*Text excerpt:*
○ ○ ○

Get a small (8x10 or thereabouts) whiteboard. Place it so you can see it where you spend most of your time (next to TV, over monitor at work). Write your to-do list on it -- everything on your to-do list. When you do something, don't check it off, erase it. Seeing it all the time, especially in a place where you're normally kicking back and relaxing, forces you to think about it, and when it's empty, then you've won and you can really relax.
posted by Etrigan at 8:06 AM on May 12, 2010


Best answer: I would not get too down on yourself for what sounds like normal human behavior. As I look over at an unpaid stack of bills that I've been threatening to deal with for at least a week, I am sympathetic. Here is something I'm going to try -- journaling. It gives you some accountability. Pick one thing to start with, write it down and keep track of how you're doing. For example, if you want to limit dining out to once a week and you want to eat better, you can write down what you're eating for a while until that behavior becomes natural. Then add a new one, like improve financial stuff, break that goal down into little steps, give yourself deadlines for each, track your progress.

The other approach which worked well for me in the past was to take a day or two off expressly for the purpose of dealing with a list of stuff that has grown too large. It's very satisfying and gives you momentum on the other projects that need every day attention.

For one-off things like talking to someone at a party or discussing something unpleasant with someone, I mentally say something (really silly, with lots of exclamation points) to myself like, "Ok! I'm doing this now!!" and then I dive in.
posted by *s at 8:50 AM on May 12, 2010


Getting Things Done or The Now Habit are two books to look at.

○ ○ ○

*Record set:*
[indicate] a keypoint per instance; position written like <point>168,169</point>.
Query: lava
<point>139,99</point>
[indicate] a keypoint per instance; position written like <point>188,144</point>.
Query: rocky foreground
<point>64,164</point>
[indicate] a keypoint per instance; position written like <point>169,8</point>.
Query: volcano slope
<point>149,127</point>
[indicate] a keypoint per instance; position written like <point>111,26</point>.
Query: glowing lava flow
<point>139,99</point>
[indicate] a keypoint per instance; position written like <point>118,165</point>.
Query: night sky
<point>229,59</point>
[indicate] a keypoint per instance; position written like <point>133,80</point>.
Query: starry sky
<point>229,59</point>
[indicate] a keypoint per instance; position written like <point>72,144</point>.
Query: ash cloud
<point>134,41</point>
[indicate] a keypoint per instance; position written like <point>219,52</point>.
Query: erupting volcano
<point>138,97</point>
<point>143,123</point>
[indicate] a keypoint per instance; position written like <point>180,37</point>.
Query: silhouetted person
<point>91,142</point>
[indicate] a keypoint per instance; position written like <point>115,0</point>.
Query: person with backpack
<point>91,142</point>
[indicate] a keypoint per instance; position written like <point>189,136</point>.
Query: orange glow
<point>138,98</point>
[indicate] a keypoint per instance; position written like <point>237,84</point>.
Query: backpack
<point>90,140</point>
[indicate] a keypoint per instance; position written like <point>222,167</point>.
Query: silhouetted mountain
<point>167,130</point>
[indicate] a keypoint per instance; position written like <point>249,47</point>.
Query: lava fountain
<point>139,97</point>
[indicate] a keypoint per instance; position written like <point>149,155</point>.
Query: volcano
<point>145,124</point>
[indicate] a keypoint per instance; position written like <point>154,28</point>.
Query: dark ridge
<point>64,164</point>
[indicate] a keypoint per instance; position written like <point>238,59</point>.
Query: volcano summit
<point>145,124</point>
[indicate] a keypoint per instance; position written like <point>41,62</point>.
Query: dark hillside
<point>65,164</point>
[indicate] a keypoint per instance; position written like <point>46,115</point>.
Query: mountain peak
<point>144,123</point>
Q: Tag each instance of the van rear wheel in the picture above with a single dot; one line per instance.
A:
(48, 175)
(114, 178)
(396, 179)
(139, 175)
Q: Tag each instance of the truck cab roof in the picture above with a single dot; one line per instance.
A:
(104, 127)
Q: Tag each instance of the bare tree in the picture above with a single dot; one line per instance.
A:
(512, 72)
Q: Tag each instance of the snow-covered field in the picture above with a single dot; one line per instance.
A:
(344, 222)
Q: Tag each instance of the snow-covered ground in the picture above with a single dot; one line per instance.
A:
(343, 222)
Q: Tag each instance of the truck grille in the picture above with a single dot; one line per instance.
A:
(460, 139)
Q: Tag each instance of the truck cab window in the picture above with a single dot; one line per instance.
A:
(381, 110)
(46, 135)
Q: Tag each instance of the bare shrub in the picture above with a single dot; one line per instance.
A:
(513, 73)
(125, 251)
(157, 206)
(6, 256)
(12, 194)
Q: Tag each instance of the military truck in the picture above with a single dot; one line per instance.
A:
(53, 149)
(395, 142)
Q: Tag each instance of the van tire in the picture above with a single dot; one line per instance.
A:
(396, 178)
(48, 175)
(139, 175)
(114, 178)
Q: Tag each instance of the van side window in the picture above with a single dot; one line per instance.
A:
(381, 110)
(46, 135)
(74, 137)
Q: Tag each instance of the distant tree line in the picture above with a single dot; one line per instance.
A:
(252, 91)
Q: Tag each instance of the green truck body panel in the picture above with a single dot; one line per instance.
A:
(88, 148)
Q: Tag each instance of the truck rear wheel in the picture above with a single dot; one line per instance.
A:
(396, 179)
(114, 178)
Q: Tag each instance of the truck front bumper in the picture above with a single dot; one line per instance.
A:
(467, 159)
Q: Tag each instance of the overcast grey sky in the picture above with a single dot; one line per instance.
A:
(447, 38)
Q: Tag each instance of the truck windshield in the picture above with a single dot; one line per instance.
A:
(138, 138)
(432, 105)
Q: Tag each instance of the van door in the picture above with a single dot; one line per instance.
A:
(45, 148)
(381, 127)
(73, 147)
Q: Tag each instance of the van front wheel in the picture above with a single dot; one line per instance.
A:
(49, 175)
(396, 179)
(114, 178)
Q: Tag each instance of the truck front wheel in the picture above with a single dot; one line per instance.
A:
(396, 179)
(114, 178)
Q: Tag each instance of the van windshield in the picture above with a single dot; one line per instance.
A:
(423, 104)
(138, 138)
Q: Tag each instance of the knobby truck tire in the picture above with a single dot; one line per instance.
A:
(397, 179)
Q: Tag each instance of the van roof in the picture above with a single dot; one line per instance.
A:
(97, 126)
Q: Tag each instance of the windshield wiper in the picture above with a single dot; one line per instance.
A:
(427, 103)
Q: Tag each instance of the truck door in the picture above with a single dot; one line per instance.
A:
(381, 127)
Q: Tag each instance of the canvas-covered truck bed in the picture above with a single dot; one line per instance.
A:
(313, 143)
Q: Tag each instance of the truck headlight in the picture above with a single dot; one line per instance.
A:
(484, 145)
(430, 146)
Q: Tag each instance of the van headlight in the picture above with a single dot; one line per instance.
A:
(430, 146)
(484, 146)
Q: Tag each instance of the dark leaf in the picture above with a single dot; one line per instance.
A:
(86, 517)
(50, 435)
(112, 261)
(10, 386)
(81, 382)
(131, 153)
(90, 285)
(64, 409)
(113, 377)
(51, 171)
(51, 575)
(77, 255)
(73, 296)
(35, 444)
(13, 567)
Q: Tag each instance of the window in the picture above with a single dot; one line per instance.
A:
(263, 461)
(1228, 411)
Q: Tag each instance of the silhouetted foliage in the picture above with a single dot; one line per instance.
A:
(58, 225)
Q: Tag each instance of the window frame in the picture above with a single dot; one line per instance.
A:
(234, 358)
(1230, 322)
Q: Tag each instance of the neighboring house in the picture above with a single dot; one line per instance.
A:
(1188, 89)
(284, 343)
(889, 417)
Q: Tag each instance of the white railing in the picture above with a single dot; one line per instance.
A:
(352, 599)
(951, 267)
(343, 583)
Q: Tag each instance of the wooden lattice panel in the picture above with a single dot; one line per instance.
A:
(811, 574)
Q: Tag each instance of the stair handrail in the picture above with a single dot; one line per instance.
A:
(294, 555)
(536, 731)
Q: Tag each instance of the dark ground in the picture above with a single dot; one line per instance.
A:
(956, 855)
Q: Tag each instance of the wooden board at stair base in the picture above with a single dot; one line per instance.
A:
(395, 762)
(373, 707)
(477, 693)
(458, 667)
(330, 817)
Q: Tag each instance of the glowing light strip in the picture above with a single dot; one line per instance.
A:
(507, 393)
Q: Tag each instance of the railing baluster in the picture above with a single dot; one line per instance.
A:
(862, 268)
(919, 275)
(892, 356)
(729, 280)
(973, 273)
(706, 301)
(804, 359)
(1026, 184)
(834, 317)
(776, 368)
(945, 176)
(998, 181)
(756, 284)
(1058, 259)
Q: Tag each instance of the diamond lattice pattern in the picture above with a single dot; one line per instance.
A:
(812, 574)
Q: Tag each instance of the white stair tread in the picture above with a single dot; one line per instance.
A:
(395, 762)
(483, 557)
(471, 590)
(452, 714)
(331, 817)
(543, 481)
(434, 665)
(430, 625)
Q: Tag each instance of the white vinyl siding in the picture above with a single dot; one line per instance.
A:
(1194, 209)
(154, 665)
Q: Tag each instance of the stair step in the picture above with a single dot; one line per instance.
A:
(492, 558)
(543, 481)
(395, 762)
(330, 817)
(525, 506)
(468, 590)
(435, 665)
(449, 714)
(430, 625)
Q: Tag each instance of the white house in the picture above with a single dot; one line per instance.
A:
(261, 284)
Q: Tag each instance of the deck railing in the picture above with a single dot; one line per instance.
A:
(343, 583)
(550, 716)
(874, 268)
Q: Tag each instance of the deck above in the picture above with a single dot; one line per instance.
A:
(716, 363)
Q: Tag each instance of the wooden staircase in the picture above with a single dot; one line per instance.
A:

○ ○ ○

Duplicate everything in the advice thread from "The other approach" down to "to look at.", keeping every word unchanged. The entries are separate material and have no connection to the advice thread.

The other approach which worked well for me in the past was to take a day or two off expressly for the purpose of dealing with a list of stuff that has grown too large. It's very satisfying and gives you momentum on the other projects that need every day attention.

For one-off things like talking to someone at a party or discussing something unpleasant with someone, I mentally say something (really silly, with lots of exclamation points) to myself like, "Ok! I'm doing this now!!" and then I dive in.
posted by *s at 8:50 AM on May 12, 2010


Getting Things Done or The Now Habit are two books to look at.